INSTRUKSI 1: Salin ulang seluruh kutipan tentang makna nama Hanumanta di bawah ini tanpa mengubah satu kata pun.

____ KUTIPAN TEKS

Ada satu hal yang menarik di sini yaitu penggunaan nama Hanumanta untuk menyatakan Avatara Vayu yang khusus ini, bukan nama beliau yang lain seperti Anjaneya, Maruti, Vayu-putra, dan sebagainya. Lihatlah pada Vayustuti, bukankah Trivikrama Panditacharya berseru pertama kali pada Avatara pertama Sri Vayu ini dengan, vandeham tam hanumaniti... Beliau melakukannya, sebagaimana juga diikuti oleh Srimad Sripadaraja, karena makna dari kata hanu dalam nama Sri Hanumanta. "hanashabdo jnana vachi hanuman matishabditah" (Bhavavrutta). Kata hanu ini berarti jnana atau pengetahuan, sehingga dengan demikian Hanuman berarti orang yang berpengetahuan atau orang yang cerdas. Pernyataan seperti ini telah digunakan oleh Srimadacharya dalam beberapa Bhasyanya. Pada stotra pujian Hanuman yang dimulai dengan manojavam..., Sri Hanumanta dinyatakan sebagai buddhimatam varishtam, yang terbaik atau yang tertinggi di antara semua makhluk yang cerdas.

________

INSTRUKSI 2: Tukar "boy's face" dengan "child's face" pada bagian listing yang dimulai dari baris pertama listing dan berakhir pada baris yang memuat "pixel 85 47", kedua ujungnya termasuk, lalu tuliskan bagian itu saja dengan semua hal lain tetap sama.

____ DATA YANG DIBERIKAN

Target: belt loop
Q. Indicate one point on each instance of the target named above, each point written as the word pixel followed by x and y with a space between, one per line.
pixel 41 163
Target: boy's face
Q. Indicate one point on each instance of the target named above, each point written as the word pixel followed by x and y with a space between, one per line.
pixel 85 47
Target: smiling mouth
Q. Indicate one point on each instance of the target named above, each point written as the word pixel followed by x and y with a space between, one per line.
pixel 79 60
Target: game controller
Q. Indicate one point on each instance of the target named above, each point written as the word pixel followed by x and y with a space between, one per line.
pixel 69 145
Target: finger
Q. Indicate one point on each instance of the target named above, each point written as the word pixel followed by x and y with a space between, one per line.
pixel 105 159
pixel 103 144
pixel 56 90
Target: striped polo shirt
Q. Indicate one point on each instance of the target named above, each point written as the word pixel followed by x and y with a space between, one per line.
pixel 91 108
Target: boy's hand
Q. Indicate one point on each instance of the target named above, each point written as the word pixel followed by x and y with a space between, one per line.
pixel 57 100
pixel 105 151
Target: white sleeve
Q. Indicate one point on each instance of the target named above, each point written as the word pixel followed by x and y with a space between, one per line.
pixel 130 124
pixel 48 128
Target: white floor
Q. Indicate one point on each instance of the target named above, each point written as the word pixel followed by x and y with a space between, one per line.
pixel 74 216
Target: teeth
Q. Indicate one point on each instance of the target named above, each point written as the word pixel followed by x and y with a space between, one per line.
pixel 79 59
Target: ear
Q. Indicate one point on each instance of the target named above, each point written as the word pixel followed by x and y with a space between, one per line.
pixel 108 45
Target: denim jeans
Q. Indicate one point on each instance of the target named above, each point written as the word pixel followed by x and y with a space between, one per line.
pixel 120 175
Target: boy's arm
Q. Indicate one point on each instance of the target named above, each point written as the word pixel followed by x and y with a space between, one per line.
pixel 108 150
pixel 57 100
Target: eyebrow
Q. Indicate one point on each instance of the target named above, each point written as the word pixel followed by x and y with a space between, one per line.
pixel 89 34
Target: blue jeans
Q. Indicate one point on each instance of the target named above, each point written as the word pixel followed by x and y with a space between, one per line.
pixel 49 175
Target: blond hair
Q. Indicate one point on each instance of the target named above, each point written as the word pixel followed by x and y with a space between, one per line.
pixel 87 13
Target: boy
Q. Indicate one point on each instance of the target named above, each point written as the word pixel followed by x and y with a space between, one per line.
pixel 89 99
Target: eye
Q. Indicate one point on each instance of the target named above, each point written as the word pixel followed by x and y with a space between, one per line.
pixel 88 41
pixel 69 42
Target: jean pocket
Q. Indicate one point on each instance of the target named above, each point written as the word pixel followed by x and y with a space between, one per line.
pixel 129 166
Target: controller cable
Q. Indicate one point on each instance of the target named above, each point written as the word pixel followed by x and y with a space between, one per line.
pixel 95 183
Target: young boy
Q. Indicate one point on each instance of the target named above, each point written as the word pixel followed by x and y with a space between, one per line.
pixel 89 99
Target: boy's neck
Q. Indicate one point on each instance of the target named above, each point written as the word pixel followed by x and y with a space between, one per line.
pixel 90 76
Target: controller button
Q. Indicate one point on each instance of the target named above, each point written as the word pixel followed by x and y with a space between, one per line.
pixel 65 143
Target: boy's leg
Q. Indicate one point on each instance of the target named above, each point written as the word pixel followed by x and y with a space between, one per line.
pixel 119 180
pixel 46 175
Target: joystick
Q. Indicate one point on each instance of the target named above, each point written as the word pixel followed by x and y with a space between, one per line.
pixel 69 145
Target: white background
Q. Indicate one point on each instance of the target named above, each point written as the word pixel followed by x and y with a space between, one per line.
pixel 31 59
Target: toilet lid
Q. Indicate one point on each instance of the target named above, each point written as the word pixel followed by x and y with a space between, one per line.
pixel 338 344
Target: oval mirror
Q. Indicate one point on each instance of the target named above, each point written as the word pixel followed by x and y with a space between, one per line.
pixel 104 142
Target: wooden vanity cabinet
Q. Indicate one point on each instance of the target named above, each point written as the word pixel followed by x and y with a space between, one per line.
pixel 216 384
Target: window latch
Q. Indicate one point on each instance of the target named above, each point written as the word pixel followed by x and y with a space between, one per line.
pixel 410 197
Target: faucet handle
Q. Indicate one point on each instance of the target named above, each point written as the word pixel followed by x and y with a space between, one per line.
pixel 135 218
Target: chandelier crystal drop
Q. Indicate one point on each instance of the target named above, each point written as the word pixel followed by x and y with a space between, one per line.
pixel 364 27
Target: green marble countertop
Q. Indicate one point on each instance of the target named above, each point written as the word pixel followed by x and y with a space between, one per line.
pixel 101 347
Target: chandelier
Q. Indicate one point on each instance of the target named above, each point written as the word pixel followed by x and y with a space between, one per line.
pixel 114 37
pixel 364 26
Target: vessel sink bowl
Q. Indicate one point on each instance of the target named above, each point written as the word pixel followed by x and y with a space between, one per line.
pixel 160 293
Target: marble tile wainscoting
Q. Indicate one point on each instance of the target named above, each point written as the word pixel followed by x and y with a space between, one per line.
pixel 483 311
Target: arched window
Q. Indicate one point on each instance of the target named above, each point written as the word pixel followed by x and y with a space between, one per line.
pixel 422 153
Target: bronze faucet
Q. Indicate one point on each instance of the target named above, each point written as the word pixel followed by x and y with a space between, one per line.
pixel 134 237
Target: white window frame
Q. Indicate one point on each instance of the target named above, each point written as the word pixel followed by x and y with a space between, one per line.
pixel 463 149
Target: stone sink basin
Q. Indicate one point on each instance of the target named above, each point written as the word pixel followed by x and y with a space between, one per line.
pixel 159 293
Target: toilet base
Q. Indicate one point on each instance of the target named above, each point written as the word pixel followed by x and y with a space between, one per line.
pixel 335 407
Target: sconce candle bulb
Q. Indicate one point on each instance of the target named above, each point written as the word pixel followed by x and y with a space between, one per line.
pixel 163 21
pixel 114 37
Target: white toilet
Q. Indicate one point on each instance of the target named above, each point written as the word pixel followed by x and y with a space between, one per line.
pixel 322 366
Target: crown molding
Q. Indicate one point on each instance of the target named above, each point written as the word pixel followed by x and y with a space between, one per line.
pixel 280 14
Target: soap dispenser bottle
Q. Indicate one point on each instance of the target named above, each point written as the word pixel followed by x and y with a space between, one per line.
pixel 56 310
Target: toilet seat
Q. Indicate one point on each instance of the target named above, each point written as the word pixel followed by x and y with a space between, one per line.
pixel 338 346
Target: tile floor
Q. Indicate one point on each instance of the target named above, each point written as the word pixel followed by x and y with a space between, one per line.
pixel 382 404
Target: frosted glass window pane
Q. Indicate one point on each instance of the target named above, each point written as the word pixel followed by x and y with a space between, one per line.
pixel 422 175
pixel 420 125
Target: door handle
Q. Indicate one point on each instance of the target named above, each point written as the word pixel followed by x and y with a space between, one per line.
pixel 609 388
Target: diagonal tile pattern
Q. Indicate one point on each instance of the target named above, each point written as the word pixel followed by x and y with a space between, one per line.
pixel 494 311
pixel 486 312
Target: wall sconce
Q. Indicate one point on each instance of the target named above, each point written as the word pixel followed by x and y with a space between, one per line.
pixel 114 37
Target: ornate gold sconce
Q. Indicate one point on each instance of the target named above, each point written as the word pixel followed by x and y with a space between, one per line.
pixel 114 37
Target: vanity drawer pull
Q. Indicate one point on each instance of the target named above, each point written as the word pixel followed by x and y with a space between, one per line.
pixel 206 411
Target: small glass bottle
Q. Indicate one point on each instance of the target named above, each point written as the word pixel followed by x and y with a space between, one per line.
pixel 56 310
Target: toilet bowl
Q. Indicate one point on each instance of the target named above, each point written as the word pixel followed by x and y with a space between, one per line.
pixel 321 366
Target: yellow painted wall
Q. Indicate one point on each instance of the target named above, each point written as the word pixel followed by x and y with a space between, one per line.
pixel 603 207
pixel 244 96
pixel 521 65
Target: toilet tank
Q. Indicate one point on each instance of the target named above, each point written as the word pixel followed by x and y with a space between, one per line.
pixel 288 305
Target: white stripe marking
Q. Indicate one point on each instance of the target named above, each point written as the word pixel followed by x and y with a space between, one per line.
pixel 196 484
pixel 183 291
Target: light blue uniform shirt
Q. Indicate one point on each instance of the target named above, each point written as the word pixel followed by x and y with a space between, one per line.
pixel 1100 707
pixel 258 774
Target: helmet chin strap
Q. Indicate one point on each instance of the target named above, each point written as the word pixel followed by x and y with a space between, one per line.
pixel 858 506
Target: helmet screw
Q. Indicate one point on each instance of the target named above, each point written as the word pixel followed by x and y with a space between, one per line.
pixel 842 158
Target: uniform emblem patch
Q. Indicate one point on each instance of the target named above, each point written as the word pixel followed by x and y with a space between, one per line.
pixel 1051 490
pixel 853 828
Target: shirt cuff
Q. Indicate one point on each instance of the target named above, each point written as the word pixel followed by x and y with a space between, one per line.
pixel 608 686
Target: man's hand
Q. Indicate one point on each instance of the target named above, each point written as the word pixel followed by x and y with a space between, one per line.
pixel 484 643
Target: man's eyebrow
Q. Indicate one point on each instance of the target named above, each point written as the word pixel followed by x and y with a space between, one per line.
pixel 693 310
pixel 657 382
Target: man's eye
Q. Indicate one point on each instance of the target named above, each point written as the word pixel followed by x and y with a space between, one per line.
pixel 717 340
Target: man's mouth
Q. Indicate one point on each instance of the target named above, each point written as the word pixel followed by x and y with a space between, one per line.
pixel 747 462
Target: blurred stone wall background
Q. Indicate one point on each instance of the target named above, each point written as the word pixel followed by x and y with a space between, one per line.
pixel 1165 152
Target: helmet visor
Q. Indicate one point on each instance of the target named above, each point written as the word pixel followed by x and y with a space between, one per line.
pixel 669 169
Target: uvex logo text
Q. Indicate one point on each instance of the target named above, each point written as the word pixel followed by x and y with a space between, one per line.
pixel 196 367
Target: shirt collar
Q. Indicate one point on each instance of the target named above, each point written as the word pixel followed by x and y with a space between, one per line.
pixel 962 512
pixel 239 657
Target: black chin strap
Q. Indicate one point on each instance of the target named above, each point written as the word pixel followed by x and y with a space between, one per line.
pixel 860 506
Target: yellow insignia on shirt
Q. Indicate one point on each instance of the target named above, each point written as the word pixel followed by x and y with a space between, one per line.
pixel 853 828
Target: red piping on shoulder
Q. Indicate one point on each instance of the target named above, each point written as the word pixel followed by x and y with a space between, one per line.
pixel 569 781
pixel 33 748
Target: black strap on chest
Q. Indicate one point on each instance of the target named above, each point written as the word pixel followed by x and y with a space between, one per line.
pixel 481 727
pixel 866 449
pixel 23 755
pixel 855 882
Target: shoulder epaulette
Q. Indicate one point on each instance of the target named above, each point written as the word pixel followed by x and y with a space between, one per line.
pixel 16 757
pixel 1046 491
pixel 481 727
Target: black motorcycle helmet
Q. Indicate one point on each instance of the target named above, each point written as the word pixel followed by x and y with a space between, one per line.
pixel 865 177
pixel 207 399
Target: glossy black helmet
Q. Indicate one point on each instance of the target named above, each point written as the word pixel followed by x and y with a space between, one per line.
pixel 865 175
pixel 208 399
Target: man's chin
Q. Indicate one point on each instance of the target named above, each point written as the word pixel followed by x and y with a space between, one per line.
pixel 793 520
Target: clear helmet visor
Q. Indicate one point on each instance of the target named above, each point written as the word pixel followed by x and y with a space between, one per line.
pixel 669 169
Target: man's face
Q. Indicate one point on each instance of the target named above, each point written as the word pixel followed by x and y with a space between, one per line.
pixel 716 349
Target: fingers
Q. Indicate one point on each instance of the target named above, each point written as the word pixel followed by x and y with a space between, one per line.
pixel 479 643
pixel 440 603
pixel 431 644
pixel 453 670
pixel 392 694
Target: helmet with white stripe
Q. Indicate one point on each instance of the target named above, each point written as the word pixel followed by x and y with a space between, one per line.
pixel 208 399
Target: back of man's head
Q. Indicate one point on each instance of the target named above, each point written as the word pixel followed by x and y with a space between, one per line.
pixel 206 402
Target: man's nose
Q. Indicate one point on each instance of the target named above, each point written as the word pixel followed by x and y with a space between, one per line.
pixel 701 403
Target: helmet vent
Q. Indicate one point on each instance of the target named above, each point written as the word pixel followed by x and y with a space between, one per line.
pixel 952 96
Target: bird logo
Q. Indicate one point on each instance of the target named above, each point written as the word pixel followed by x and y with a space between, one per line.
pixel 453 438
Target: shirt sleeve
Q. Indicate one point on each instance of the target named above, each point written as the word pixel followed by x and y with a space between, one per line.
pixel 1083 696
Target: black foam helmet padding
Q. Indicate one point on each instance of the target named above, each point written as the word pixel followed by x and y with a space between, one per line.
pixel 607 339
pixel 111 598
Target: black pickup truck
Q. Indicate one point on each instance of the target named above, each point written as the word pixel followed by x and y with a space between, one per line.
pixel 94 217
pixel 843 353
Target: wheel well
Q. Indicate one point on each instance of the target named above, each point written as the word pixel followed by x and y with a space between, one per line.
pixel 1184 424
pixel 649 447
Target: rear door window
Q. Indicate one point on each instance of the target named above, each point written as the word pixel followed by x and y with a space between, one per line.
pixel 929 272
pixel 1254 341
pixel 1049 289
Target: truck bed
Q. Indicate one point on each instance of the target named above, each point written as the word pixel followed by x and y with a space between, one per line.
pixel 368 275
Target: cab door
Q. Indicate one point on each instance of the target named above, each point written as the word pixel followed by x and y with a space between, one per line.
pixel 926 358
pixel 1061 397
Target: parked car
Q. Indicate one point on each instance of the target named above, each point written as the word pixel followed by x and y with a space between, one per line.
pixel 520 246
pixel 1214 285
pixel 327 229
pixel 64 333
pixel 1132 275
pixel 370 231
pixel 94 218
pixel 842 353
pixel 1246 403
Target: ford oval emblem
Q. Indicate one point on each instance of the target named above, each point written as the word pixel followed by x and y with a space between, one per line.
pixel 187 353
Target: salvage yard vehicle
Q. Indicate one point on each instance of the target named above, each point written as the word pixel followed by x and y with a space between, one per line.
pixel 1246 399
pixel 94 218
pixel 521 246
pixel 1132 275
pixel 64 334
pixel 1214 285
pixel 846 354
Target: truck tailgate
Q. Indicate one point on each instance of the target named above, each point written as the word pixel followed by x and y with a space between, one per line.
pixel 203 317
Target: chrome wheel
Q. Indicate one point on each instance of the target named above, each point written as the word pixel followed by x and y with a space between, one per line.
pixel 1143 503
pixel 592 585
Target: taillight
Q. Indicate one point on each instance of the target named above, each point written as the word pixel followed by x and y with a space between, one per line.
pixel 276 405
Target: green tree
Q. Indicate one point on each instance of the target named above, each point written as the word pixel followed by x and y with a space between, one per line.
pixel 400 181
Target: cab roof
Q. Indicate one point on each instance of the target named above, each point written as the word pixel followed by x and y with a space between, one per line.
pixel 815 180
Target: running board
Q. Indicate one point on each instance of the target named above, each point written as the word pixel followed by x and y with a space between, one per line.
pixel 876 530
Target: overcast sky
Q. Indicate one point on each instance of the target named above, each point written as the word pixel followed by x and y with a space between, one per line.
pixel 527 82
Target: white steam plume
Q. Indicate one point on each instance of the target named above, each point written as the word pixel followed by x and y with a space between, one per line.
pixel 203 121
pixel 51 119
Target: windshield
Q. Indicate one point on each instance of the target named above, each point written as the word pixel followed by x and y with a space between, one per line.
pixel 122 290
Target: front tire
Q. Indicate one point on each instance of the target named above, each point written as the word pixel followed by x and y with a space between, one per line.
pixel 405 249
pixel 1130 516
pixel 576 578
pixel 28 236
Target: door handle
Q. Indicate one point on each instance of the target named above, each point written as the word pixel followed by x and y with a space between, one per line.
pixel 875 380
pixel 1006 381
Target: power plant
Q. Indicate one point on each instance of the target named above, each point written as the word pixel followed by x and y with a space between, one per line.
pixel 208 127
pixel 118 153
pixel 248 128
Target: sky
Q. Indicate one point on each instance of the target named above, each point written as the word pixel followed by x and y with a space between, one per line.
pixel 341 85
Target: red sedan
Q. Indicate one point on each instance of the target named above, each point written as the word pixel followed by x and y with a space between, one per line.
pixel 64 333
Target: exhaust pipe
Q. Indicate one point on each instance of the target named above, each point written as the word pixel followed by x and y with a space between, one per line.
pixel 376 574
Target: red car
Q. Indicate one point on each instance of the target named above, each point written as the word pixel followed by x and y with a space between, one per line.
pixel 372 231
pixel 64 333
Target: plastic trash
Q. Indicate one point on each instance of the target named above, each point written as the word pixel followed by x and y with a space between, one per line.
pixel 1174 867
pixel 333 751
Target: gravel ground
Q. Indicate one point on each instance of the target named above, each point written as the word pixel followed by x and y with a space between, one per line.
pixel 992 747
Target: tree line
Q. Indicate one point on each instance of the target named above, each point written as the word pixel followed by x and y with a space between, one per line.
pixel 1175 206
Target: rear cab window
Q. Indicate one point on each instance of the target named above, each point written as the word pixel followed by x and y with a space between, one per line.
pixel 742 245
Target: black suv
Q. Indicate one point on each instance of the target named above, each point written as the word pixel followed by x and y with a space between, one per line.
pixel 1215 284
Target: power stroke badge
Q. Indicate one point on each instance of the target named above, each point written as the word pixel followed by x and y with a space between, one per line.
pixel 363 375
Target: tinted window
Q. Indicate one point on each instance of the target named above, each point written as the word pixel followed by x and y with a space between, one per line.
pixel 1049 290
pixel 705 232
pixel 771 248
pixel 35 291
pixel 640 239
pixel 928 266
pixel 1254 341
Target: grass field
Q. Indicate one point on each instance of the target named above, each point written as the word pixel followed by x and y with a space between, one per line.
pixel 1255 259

________

JAWABAN 1:
Ada satu hal yang menarik di sini yaitu penggunaan nama Hanumanta untuk menyatakan Avatara Vayu yang khusus ini, bukan nama beliau yang lain seperti Anjaneya, Maruti, Vayu-putra, dan sebagainya. Lihatlah pada Vayustuti, bukankah Trivikrama Panditacharya berseru pertama kali pada Avatara pertama Sri Vayu ini dengan, vandeham tam hanumaniti... Beliau melakukannya, sebagaimana juga diikuti oleh Srimad Sripadaraja, karena makna dari kata hanu dalam nama Sri Hanumanta. "hanashabdo jnana vachi hanuman matishabditah" (Bhavavrutta). Kata hanu ini berarti jnana atau pengetahuan, sehingga dengan demikian Hanuman berarti orang yang berpengetahuan atau orang yang cerdas. Pernyataan seperti ini telah digunakan oleh Srimadacharya dalam beberapa Bhasyanya. Pada stotra pujian Hanuman yang dimulai dengan manojavam..., Sri Hanumanta dinyatakan sebagai buddhimatam varishtam, yang terbaik atau yang tertinggi di antara semua makhluk yang cerdas.

JAWABAN 2:
Target: belt loop
Q. Indicate one point on each instance of the target named above, each point written as the word pixel followed by x and y with a space between, one per line.
pixel 41 163
Target: child's face
Q. Indicate one point on each instance of the target named above, each point written as the word pixel followed by x and y with a space between, one per line.
pixel 85 47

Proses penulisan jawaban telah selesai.